» **WHAT IS REQUIRED**
Resume the passage on the political persistence of Shimon Peres and Ariel Sharon, picking up right after its final sentence.

» **PASSAGE**
○ ○ ○ ○ ○ ○ ○

In politics, Thurmond is in the same class as Shimon Peres. True, a few weeks ago some ancient coins were found in the Judean desert with the word Shimon inscribed on them, but it would be an exaggeration to say they were tokens in Peres' first campaign. Nonetheless, in 1948, when Thurmond was only governor of South Carolina, running for president, Peres was already a national political player as David Ben-Gurion's aide. Like Ariel Sharon, he began as the youngest kid in the class, and will finish it, if he ever does finish his career, as the oldest.

There's more than one reason for the success of Peres and Sharon, two allies who helped each other against their rivals in their respective parties, in reaching the premiership. But the main reason is persistence. They refused to quit. Another reason, resulting from the first, was voter compassion for those who tried and failed and tried again.

Like in the old story about the soda pop inventor who tried for a perfect product but gave up because 6-Up was too bitter, Menachem Begin never would have been elected prime minister when he ran the ninth time if he had given up after the eighth. Peres lost twice, and was victorious a third time. After Rabin's assassination - another prime minister elected after he came back from a painful defeat - Peres was accepted as the self-evident leader, without any challengers in the party, as if he were the 70-year-old Golda Meir called in a hurry from the party's secretariat as leader, to prevent Moshe Dayan and Yigal Allon facing off in a competition. Peres lost at the ballot box, and didn't repeat his partial victory of 1984. But he had already been compensated, and the voters refused to give him another chance.

○ ○ ○ ○ ○ ○ ○

Records held in a dataset
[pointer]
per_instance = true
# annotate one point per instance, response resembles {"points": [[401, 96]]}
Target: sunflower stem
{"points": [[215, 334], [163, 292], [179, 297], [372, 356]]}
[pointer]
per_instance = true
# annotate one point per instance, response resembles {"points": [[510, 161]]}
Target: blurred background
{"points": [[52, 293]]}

○ ○ ○ ○ ○ ○ ○

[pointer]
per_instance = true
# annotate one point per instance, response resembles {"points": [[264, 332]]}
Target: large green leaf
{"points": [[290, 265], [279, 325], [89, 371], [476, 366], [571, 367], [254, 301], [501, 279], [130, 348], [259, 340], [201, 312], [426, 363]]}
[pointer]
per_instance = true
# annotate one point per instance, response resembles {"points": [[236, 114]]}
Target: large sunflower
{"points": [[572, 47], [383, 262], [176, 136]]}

○ ○ ○ ○ ○ ○ ○

» **RESPONSE BELOW**
The early Sharon, eager for battle, reached the Likud leadership because of his ruthless image but because of it he was stopped there, and didn't make it over the final hurdle. When the time came to fill the empty chair left behind by Begin, the Likud preferred its own version of Golda, Yitzhak Shamir. Sharon wasn't tempted to repeat the mistakes the impatient Ezer Weizman made, slamming the door when he left, regretting it, and trying to come back in through the window. Even after his removal from the Defense Ministry and Shamir's crowning, Sharon continued challenging the new leader in lost causes, to keep his power as a bother, as someone who has to be taken into consideration, and finally as the tribal elder. It was a two-act play: First he fought Shamir, and then he turned into him.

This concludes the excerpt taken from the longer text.